# AIM OF THE TASK
Write the records out once more, exactly as they are given.

# Excerpts from a dataset
━━━━━━━━━━━━━━━━━━━━

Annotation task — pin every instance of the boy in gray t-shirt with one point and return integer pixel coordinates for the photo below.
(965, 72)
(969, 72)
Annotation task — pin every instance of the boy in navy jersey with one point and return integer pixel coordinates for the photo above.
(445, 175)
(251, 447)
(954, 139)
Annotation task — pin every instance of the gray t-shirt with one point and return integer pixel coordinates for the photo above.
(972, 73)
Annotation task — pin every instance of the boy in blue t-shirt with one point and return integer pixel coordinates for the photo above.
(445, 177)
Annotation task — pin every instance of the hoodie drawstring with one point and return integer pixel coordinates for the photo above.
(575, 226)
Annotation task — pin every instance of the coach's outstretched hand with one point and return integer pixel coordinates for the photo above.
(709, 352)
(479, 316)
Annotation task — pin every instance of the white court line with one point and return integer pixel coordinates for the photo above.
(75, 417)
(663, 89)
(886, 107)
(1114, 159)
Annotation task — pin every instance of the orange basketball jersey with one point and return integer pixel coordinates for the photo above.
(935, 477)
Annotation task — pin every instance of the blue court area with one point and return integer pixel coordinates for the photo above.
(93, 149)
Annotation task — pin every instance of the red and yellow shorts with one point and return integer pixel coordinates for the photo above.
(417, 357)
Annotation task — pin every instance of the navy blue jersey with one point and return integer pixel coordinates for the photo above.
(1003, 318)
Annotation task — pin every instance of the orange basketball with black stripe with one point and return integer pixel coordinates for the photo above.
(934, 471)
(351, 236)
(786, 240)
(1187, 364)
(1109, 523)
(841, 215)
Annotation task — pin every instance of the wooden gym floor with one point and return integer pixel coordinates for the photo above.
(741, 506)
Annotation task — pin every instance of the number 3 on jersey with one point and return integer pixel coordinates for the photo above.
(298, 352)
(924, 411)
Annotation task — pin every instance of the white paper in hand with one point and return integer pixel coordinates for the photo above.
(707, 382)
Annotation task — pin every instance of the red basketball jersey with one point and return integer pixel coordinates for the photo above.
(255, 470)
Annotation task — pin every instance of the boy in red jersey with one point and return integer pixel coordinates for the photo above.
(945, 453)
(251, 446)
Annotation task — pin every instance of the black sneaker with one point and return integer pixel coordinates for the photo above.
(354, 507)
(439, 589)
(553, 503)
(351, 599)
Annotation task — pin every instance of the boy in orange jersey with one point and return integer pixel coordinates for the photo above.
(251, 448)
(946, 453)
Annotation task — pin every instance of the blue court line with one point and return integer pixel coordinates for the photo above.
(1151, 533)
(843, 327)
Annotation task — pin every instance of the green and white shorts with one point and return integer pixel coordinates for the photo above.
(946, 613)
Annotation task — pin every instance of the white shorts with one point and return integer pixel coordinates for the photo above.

━━━━━━━━━━━━━━━━━━━━

# PROBLEM SOLUTION
Annotation task — pin every instance of the boy in gray t-shirt with one point and return integer pixel coordinates for the photo below.
(965, 72)
(969, 72)
Annotation task — pin every instance of the boy in navy jersey with one point and return integer pixel coordinates for the photo above.
(445, 175)
(251, 447)
(954, 139)
Annotation task — pin every instance of the gray t-shirt with one point and return integer pixel coordinates for the photo above.
(972, 73)
Annotation task — pin every instance of the boy in blue t-shirt with one point and return integer pixel coordinates for the photo above.
(445, 177)
Annotation task — pin every instance of the hoodie drawstring with one point and return integer pixel coordinates for the photo above.
(575, 226)
Annotation task — pin every instance of the coach's outstretched hand with one point and return integer pixel coordinates for the photo above.
(709, 352)
(479, 316)
Annotation task — pin every instance of the white court line with one point and return integer pixel coordinates for the photo above.
(75, 417)
(663, 89)
(886, 107)
(1114, 159)
Annotation task — pin every instance of the orange basketball jersey with one point and return integer pixel coordinates for the photo above.
(935, 477)
Annotation task — pin every instance of the blue court area with one point and return integer pixel coordinates for the photo above.
(93, 149)
Annotation task — pin every instance of the red and yellow shorts with one point and return integer pixel coordinates for the photo above.
(417, 357)
Annotation task — pin every instance of the navy blue jersey with one point and return integer pixel coordinates for the photo above.
(1003, 318)
Annotation task — pin every instance of the orange basketball with black stripe with one point and return integer pixel coordinates for the photo above.
(934, 471)
(351, 236)
(786, 240)
(1187, 364)
(1109, 523)
(841, 215)
Annotation task — pin every instance of the wooden gym floor with one point and return integer pixel coordinates for the photo above.
(741, 506)
Annotation task — pin every instance of the number 3 on jersey with one point and return integer pixel coordinates for the photo above.
(298, 352)
(924, 411)
Annotation task — pin every instance of the white paper in hand with one point and return integer pixel coordinates for the photo above.
(707, 382)
Annotation task — pin every instance of the red basketball jersey with one point and return integer pixel coordinates for the photo above.
(255, 470)
Annotation task — pin every instance of the boy in red jersey with one point and return integer pixel coordinates for the photo above.
(945, 453)
(251, 446)
Annotation task — pin every instance of the black sneaker with one point and return integer pixel coordinates for the photo above.
(354, 507)
(439, 589)
(553, 503)
(351, 599)
Annotation task — pin every instance of the boy in orange jersey with one point and return integer pixel coordinates for the photo above.
(251, 448)
(946, 453)
Annotation task — pin every instance of the blue court line with one point and return integer pixel coordinates for the photo above.
(1151, 533)
(843, 327)
Annotation task — pin every instance of the green and white shorts with one point and return integer pixel coordinates for the photo above.
(946, 613)
Annotation task — pin every instance of the white shorts with one point and return integer pixel coordinates for the photo above.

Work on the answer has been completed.